Australia’s Director-General of ASIO, recently gave a sombre and sobering assessment of the country’s national security threats.
It’s an annual assessment the country’s top spy delivers to Australia’s Parliament - the fourth Mike Burgess has delivered since assuming the role in 2018.
For those who understand the intelligence landscape and the underlying messaging of what Burgess was hinting at, the content of his referencing was an alarming and disturbing indictment on the attack being waged on Australia’s sovereignty.
Australia faces a crisis where its national security is challenged in ways that may require ASIO to change its approach to how it deals with foreign actors and the tactics it deploys.
These are unprecedented times, and what Burgess is saying, is Australia is not only besieged by foreign agents seeking to impose their nation’s will, but from elements within.
Who they are, is a fascinating concern when assessing the why’s of subversion enacted.
The Albanese Government’s move to introduce the Voice as part of Australia’s constitutional reform, requires greater examination of its intent and the undiscussed dangers of what it poses to Australia’s security.
Burgess’s threat assessment and why there is an overwhelming belief The Voice will play a critical part in advancing interests of foreign powers, should alarm the Federal Government.
The links are real and far closer than what the motivating forces are prepared to admit to or are choosing to ignore.
The Voice, for all its perceived good, is considered by community leaders to be another way to manipulate Indigenous, and all Australians through an increased opportunity for foreign interests to potentially exploit the resources sector and again benefit from the sacrifice Indigenous Australians have endured.
What indigenous Australians think they are getting may be in truth a sell-out by the Federal Government, and Indigenous leadership, who’ve never experienced the challenges of those living in remote parts of Australia.
Is The Voice selling out Indigenous Australians and serving a political master that’s a foreign power?
The hidden hand of Chinese hegemony could be rocking Australia’s cradle, and the Albanese Government and indigenous leadership are prepared to sacrifice Australia’s sovereignty for what it could deliver ‘them.’
It’s the modern-day version of pioneering explorers claiming their stake over Australia.
If China is the modern-day explorer, then Australia’s geopolitical allegiances have shifted surreptitiously, and Australians have been conned by the events taking place.
Mining interests, profits, a grab for land, and Australia’s sovereignty are all for sale in this carefully executed strategy.
Burgess is right to want Australia to be on high alert, he obviously knows more of the threats of exposure and manipulation taking place - ‘easing up’ ASIO’s vigilance isn’t an option.
Only this week, The Melbourne Age and Sydney Morning Herald newspapers ran with a story that reaffirms Burgess’s threat assessment.

Object point labels:
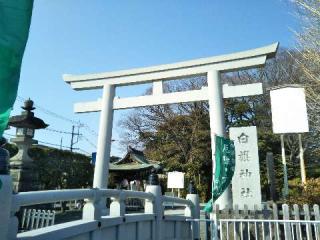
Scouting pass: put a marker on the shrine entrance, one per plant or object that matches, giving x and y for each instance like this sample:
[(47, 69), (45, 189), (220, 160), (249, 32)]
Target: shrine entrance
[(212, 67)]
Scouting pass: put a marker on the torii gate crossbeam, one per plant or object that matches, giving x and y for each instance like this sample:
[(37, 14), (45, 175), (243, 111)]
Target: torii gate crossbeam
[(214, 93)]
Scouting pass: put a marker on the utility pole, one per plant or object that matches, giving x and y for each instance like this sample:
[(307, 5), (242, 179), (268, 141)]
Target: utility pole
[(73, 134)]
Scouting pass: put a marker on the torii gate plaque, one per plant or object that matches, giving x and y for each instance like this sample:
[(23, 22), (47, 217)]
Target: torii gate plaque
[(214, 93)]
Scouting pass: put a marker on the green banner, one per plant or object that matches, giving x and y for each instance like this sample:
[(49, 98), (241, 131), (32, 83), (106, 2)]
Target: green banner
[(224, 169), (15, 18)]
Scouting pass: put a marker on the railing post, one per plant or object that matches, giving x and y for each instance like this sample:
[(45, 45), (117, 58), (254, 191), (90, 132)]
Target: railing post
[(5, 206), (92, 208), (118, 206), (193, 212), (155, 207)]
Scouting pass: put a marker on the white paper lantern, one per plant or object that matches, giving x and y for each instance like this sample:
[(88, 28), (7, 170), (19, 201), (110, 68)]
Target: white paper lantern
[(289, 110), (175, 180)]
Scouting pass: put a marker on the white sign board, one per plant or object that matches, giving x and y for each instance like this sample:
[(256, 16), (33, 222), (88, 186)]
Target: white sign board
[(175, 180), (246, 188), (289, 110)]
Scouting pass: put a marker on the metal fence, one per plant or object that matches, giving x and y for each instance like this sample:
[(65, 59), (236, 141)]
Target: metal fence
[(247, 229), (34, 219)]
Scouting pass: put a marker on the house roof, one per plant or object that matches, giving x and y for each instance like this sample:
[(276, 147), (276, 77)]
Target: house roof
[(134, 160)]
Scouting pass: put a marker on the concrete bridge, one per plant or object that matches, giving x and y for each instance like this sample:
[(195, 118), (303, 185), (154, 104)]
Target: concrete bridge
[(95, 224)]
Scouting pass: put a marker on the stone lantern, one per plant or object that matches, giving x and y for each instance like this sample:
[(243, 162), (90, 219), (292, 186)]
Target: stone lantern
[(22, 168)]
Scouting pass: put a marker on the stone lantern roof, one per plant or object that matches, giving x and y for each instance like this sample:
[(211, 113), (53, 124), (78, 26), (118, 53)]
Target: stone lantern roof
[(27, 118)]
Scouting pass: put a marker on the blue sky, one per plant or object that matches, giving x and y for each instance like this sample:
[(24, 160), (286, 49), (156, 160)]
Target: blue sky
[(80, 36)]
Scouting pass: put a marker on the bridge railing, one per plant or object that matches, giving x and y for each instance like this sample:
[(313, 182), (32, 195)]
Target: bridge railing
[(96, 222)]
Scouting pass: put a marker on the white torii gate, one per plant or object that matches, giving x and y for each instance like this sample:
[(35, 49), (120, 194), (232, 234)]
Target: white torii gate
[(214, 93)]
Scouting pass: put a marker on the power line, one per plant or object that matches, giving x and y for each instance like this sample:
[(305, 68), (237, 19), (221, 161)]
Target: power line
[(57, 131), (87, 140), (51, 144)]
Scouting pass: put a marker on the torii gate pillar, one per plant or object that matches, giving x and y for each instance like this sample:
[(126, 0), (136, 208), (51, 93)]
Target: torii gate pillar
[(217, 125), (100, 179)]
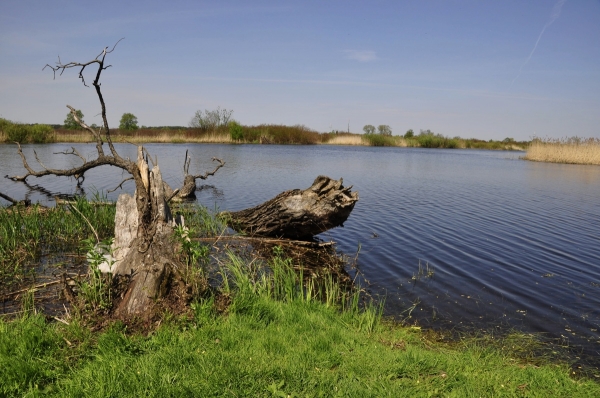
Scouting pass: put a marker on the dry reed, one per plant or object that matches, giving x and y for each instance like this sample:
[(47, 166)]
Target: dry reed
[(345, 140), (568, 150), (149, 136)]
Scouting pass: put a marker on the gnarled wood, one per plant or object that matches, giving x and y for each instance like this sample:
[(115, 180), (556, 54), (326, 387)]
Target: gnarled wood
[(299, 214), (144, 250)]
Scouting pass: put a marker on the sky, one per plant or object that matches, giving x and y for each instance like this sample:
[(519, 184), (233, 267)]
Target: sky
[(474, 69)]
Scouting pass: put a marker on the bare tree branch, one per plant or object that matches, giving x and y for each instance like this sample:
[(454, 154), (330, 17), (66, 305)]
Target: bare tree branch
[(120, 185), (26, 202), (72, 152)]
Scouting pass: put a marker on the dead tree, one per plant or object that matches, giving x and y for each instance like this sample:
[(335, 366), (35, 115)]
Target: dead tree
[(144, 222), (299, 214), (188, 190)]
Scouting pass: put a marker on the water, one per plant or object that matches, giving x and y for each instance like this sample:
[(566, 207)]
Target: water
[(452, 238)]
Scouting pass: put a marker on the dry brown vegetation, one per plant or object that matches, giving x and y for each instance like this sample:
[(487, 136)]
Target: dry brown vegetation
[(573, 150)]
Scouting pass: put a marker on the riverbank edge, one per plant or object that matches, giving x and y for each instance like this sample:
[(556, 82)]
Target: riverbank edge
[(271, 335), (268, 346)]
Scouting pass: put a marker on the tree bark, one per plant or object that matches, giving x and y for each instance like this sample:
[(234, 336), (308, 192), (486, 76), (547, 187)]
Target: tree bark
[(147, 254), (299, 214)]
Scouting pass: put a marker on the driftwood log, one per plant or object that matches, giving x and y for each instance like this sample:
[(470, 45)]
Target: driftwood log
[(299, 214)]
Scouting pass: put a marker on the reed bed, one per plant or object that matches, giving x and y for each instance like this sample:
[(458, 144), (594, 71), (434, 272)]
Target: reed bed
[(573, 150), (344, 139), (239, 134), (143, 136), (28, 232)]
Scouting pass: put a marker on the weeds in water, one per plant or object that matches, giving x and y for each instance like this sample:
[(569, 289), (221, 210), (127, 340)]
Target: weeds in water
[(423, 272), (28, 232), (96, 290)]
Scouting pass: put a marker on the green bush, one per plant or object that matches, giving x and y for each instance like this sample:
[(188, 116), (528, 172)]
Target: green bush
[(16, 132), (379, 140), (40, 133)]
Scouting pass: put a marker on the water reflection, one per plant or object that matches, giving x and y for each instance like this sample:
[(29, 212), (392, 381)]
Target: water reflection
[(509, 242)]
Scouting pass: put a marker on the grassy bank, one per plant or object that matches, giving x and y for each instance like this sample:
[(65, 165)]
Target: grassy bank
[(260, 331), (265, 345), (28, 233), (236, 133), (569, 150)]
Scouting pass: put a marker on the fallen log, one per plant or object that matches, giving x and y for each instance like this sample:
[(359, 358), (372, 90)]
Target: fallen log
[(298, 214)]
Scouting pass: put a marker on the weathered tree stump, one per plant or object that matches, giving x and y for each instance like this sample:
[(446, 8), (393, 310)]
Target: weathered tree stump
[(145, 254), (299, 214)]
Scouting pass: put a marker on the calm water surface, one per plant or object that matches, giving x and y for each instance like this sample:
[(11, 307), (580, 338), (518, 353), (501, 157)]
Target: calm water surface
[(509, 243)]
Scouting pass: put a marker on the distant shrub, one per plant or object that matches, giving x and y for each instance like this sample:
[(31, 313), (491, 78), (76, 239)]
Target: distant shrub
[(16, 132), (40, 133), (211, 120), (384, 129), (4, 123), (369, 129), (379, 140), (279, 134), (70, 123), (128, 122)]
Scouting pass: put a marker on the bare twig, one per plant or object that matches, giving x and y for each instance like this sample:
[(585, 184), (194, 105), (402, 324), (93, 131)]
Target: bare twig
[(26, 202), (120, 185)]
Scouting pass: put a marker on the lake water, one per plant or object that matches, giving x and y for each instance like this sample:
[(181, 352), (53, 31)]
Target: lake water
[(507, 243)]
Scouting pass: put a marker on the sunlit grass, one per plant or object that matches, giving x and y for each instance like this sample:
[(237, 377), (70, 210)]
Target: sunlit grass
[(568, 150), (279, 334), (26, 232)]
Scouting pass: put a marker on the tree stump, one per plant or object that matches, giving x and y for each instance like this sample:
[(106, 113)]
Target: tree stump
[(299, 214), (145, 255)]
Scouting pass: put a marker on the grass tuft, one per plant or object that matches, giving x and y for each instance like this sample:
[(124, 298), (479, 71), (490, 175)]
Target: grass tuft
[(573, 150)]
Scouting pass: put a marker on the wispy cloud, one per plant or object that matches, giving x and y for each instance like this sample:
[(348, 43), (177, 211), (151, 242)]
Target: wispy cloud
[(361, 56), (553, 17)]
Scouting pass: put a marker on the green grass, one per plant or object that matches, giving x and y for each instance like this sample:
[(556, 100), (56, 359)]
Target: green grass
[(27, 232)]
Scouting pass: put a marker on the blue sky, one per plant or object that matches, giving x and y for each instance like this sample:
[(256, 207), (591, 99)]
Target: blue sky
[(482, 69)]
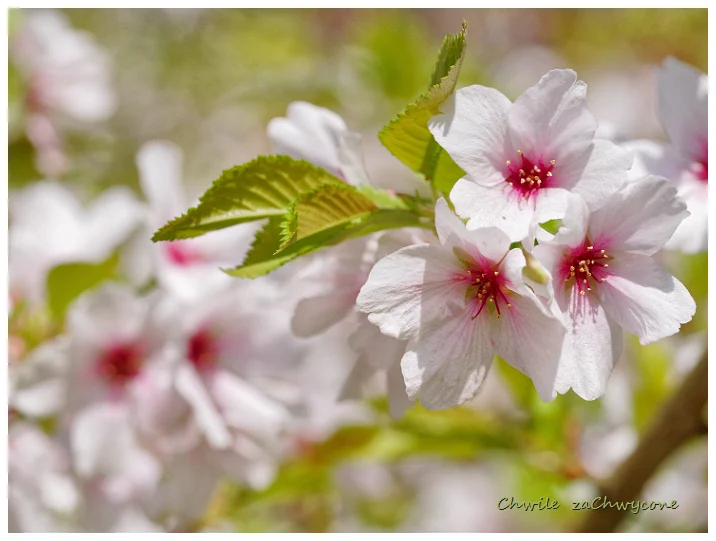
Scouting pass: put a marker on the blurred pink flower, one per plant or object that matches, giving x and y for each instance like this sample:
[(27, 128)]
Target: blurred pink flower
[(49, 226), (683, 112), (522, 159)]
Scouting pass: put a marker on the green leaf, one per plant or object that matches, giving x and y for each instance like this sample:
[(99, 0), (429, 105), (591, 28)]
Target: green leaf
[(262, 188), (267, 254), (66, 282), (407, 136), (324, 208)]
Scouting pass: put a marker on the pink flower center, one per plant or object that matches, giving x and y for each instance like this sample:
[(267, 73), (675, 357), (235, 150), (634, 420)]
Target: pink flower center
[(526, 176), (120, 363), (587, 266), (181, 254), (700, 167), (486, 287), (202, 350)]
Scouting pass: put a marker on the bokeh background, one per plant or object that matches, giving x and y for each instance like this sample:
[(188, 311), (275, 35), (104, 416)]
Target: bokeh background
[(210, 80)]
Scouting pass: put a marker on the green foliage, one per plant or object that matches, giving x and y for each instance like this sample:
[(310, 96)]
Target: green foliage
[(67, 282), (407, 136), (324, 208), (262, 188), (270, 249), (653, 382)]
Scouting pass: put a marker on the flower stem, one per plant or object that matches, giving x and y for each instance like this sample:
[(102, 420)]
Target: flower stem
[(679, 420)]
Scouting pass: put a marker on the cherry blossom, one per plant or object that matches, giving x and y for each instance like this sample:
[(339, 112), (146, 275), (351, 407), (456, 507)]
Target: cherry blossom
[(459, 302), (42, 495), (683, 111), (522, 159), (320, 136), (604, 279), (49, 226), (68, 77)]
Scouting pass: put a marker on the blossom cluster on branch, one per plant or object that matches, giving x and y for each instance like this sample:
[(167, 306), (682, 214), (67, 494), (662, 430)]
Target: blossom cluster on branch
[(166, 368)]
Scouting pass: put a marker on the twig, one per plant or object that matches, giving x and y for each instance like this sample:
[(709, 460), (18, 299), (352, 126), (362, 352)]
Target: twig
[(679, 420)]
--
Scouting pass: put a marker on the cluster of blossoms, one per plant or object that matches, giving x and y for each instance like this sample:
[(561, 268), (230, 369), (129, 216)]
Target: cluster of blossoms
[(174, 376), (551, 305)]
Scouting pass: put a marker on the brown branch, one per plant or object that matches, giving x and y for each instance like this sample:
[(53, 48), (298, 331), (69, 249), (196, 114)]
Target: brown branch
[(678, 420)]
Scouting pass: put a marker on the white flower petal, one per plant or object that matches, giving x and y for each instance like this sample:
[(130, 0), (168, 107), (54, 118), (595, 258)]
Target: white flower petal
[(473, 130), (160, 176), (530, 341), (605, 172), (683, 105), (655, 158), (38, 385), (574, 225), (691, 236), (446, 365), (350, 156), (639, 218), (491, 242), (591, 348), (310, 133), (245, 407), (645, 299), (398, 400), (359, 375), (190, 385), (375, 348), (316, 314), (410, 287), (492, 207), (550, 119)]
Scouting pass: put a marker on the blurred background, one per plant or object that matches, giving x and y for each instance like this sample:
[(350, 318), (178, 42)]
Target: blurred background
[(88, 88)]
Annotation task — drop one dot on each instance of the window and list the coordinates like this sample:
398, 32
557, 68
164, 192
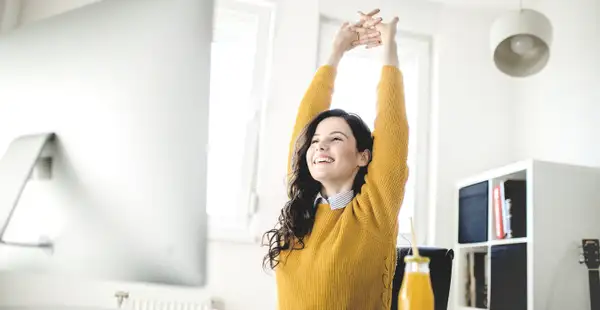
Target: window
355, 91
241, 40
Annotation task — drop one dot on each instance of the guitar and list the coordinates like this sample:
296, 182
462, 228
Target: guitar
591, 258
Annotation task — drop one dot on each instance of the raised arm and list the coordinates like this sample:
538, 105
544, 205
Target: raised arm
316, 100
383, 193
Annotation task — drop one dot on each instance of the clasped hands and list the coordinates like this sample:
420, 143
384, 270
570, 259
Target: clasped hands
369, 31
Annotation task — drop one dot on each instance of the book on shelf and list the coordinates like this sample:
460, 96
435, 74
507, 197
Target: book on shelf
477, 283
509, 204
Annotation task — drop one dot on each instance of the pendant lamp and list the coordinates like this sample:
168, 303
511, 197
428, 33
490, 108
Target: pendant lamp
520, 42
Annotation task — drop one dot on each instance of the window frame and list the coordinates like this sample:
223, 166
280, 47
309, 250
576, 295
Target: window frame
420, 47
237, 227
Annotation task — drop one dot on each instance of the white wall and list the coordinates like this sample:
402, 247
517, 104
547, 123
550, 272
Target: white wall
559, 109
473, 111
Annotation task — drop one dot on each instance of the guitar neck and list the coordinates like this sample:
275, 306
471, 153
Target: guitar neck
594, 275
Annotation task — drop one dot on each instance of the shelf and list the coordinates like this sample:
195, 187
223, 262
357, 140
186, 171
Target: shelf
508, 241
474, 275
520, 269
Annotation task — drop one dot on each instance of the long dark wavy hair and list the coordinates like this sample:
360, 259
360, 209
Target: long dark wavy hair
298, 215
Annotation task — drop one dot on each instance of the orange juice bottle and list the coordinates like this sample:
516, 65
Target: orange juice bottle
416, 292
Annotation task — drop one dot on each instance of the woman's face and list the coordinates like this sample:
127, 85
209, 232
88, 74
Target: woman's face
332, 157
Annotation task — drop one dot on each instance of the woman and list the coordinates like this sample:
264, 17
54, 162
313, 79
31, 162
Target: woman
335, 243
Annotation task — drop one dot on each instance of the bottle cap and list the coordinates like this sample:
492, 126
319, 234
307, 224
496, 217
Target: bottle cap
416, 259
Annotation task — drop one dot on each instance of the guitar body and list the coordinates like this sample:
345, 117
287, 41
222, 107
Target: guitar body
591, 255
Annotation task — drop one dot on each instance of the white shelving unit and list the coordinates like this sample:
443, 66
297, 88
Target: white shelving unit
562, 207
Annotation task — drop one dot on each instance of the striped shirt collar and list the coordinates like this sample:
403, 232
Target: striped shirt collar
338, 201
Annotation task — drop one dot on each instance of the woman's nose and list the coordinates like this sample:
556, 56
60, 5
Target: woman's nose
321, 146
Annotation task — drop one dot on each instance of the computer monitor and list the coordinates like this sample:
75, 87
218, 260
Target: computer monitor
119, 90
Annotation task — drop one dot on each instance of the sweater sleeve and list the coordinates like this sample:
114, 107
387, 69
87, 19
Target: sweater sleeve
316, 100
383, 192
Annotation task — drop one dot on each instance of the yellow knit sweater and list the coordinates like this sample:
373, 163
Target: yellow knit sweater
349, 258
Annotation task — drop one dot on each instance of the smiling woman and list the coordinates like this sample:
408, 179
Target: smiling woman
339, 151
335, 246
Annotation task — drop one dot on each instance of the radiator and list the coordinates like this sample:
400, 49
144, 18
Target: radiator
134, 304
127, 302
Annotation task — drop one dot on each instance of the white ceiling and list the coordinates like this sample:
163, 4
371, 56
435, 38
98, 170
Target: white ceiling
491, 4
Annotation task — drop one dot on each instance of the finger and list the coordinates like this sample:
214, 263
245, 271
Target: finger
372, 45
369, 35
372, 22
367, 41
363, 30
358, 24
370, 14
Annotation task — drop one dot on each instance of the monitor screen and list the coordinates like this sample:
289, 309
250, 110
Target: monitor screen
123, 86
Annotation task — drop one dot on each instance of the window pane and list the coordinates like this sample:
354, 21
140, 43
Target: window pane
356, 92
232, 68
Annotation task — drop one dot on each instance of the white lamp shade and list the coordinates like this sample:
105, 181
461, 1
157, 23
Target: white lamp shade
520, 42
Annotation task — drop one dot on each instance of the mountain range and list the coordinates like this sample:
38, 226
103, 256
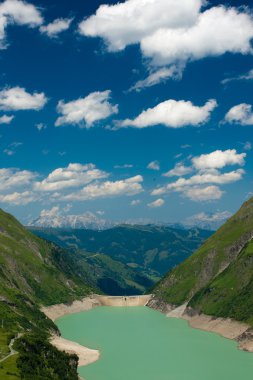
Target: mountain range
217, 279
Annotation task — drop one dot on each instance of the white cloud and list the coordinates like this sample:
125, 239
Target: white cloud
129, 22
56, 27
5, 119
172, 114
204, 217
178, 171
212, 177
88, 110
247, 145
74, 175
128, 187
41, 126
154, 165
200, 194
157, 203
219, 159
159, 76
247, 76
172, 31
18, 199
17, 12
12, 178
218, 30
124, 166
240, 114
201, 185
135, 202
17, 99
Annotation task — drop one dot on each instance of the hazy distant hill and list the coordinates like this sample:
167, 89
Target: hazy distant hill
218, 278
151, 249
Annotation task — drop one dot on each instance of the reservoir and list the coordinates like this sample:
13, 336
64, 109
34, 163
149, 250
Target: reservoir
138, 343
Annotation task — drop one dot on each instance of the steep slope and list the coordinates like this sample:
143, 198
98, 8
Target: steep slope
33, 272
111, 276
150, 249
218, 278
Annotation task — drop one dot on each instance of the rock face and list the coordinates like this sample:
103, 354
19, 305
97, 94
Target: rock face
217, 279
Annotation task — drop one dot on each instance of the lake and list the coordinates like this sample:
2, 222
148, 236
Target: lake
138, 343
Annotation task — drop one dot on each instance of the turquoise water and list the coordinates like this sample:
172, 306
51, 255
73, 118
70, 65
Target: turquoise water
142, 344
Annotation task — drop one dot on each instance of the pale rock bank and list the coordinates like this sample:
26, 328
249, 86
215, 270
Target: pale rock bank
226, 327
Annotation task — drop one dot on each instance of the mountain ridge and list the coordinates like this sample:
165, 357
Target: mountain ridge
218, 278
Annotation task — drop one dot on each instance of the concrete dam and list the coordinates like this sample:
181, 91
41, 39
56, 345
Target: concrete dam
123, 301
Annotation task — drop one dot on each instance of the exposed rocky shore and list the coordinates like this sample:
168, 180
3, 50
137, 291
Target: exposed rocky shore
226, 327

Short task 1
Answer these questions from the article on ASIO's threat assessment:
(a) In what year did Mike Burgess assume the role of Director-General?
(b) To what body does the country's top spy deliver the annual assessment?
(c) Which two newspapers ran a story this week that reaffirms Burgess's threat assessment?
Short task 2
Carry on the article on ASIO's threat assessment, picking up after its final sentence.

Right answer 1
(a) 2018
(b) Australia's Parliament
(c) The Melbourne Age and the Sydney Morning Herald

Right answer 2
The Age and Sydney Morning Herald story ‘Australia faces the threat of war with China within three years – and we’re not ready,’ is a verdict it says was part of a review of Australia’s national security, sought from top experts, Lavina Lee, foreign policy expert from Macquarie University, former Chief Strategist as Deputy Secretary of the Defence Department, now head of the Australian Strategic Policy Institute, Peter Jennings, Alan Finkel, Australia’s former chief scientist, Lesley Seebeck, chair of the National Institute of Strategic Resilience and retired Australian Army Major General, Mick Ryan.
They all agreed China was an overwhelming source of danger to Australia’s national security.
If the knowing sell-out of Australia’s sovereignty and that of Indigenous Australians to greater powers as alleged by many Indigenous Australians is true, then the ride is about to get bumpy, and Australians should hang on.
One Indigenous Australian expressing concern is academic and former local SEC chair of the Liberal Party of Australia, Reuben Humphries.
Humphries is a Wiradjuri man with ancestral ties near Narrandera in New South Wales, now living in Victoria.
He believes The Voice could be the gateway for foreign powers to affect a greater stake in Australia using Indigenous Australians as the means.
The final report tabled entitled ‘INDIGENOUS VOICE Discussion Paper’, is a document Albanese and its authors, Dr Marcia Langton, AO and Professor Tom Calma, AO, believe heralds a new pathway for Indigenous Australians.
But the Report appears flawed, and Humphries citing it says, the legislation is concerned about the risk of low voter turnout in its regular elections for candidates to The Voice and permits Canberra to make undemocratic appointments at whim with only a concern of low voter turnout in non-compulsory elections as a justification for having no election and only appointing candidates acceptable to whoever is in government.
Humphries also fears that legacy candidates “appointed” by an outgoing government will be a veto over legislation and the democratic process next elected government.
Humphries, like South Australian Senator, Alex Antic, is concerned about non-Indigenous experts ‘advising’ and ‘controlling’ The Voice.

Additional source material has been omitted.